__Esercizio assegnato__
Ricopia senza modifiche, dal testo sul paesaggio, tutto quello che va da "Sì, molto e" giù fino a "c’era vent’anni fa.".

__Testo scelto__
Il che ci porta al problema del paesaggio brutto, dei ‘non-luoghi’.
Talvolta è difficile capire dove è il confine tra il brutto e il bello, ma secondo me la differenza la si ha quando si perde la percezione. Il problema di molta urbanizzazione – in gran parte della Svizzera, non solo in Ticino – è che nei fondovalle abbiamo perso la percezione dello spazio, non li guardiamo più perché pensiamo che il vero paesaggio sia lontano dalle città.
E così abbandoniamo questi spazi, li lasciamo all’economia, ai criteri di pura funzionalità. Dobbiamo chiedere delle qualità estetiche non solo nelle valli.

La sensibilità verso il paesaggio, anche quello urbano, è cambiata?
Sì, molto e anche in Ticino. La gente è più sensibile e devo dire che le autorità per la pianificazione del territorio e la protezione della natura e del paesaggio fanno un buon lavoro. Un impegno che apprezzo molto e che non c’era vent’anni fa.

Però negli anni Sessanta per il tracciato dell’autostrada è stato incaricato un architetto, Rino Tami, di supervisionare gli aspetti estetici. Oggi tutta questa attenzione non sembra più esserci.
In parte no, non c’è più. Ma io l’ho vista, ad esempio, con AlpTransit, dove quello che è stato costruito, come i portali dei tunnel, è stato fatto con idee anche raffinate di architetti. Per le ferrovie mi sembra sia stato fatto un lavoro di altissima qualità; per le strade è vero, in passato c’era una raffinatezza che oggi è venuta meno: sulle infrastrutture prevalgono considerazioni funzionali e di sicurezza che lasciano poco spazio alla tutela del paesaggio.

Esigenze tecniche che prevalgono su quelle estetiche.
Esattamente. E questo naturalmente riguarda anche le abitazioni: in molte zone le amministrazioni locali non hanno un’idea estetica. Il che non vuol dire decidere come si costruisce, ma descrivere cosa vogliamo fare sul territorio, un concetto estetico che dovrebbe essere previsto allo stesso livello di altri criteri di pianificazione, come il numero di posteggi o di piani. Ma nessuno vuole bruciarsi le dita con l’estetica, dicendo che è una questione soggettiva e non pubblica. Il che è completamente sbagliato.

Voci del dataset di annotazione a punti

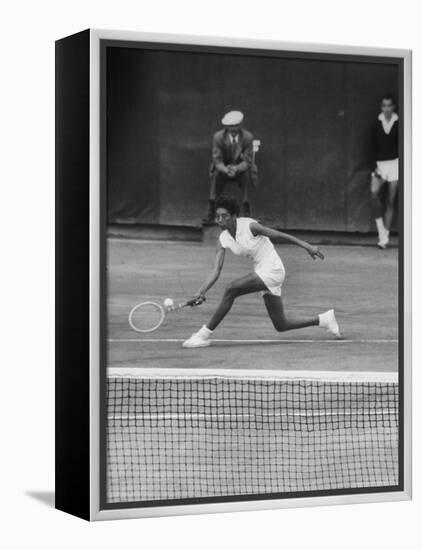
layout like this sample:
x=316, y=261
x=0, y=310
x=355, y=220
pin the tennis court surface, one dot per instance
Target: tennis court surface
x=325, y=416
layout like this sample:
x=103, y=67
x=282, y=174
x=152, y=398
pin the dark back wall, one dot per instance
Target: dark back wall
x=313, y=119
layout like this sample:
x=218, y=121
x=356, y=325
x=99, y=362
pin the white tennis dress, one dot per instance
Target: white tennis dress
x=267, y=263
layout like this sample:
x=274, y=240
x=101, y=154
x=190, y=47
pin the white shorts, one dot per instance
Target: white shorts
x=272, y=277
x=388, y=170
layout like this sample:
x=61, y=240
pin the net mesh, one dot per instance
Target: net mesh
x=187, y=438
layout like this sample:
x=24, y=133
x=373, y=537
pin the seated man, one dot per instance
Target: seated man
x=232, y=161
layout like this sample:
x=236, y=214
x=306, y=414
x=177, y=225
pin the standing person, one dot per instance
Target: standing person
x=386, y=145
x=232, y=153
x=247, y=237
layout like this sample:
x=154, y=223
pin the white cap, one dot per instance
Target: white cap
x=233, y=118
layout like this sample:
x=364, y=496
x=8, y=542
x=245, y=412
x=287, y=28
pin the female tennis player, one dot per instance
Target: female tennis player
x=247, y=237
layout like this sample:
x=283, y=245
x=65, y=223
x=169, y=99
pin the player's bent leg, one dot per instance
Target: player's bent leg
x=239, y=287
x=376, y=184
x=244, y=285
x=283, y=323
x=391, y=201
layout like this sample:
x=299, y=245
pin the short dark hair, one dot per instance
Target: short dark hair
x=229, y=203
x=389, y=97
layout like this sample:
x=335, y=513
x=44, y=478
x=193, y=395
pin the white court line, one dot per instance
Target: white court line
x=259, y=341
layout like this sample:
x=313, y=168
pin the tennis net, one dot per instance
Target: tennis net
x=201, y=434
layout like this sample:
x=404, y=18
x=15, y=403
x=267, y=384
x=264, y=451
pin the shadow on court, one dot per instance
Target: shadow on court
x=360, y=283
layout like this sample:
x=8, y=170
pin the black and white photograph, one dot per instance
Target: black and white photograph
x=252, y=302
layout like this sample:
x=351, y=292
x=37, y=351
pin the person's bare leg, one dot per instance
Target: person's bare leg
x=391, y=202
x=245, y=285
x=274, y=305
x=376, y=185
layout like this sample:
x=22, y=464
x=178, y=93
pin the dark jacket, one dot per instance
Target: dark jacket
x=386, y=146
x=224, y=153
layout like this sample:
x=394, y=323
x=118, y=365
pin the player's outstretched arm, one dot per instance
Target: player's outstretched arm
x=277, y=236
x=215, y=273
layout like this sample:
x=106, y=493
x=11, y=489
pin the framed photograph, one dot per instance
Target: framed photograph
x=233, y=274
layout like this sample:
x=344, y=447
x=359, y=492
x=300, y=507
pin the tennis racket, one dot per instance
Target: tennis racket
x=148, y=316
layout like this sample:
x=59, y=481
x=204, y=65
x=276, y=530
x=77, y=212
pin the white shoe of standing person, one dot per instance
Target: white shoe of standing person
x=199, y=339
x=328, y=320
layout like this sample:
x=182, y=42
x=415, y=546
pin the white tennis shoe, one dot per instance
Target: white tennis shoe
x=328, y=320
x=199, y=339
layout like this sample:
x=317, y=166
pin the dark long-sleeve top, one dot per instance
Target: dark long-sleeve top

__Soluzione completa__
Sì, molto e anche in Ticino. La gente è più sensibile e devo dire che le autorità per la pianificazione del territorio e la protezione della natura e del paesaggio fanno un buon lavoro. Un impegno che apprezzo molto e che non c’era vent’anni fa.